# start of Records supplied
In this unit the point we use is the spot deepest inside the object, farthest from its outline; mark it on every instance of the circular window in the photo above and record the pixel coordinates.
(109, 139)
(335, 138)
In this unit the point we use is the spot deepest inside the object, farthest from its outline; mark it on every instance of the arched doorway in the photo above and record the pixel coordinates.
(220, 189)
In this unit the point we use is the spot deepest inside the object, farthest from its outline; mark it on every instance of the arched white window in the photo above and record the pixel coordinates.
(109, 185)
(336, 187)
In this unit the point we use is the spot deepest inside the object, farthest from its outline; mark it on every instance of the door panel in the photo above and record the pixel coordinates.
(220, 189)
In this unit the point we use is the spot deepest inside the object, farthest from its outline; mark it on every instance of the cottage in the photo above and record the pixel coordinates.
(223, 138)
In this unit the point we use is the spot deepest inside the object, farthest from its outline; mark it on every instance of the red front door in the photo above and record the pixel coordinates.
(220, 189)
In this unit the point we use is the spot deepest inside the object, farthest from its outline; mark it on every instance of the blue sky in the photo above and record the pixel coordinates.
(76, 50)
# end of Records supplied
# start of Records supplied
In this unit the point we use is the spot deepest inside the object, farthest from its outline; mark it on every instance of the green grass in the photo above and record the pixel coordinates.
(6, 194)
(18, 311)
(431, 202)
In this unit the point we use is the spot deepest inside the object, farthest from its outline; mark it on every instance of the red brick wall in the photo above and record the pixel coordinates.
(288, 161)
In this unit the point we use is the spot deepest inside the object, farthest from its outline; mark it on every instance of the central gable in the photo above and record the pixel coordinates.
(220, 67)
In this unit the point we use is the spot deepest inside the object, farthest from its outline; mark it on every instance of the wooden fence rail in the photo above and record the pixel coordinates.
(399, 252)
# end of Records supplied
# start of Records supplied
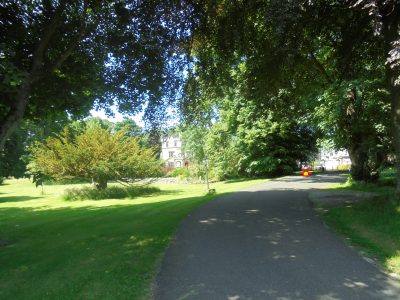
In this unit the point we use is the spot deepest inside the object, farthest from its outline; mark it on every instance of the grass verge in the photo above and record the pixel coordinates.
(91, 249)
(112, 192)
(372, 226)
# end of Records supplied
### Goal of the exercise
Pick out every line of the items above that contains the word "wall" and copy each such line in full. Case counts.

### Solution to this problem
In this unit the point we use is the spot deepest inside the object, farthest from its outline; mark it on every instance of the red brick wall in the photo above and record the pixel coordinates.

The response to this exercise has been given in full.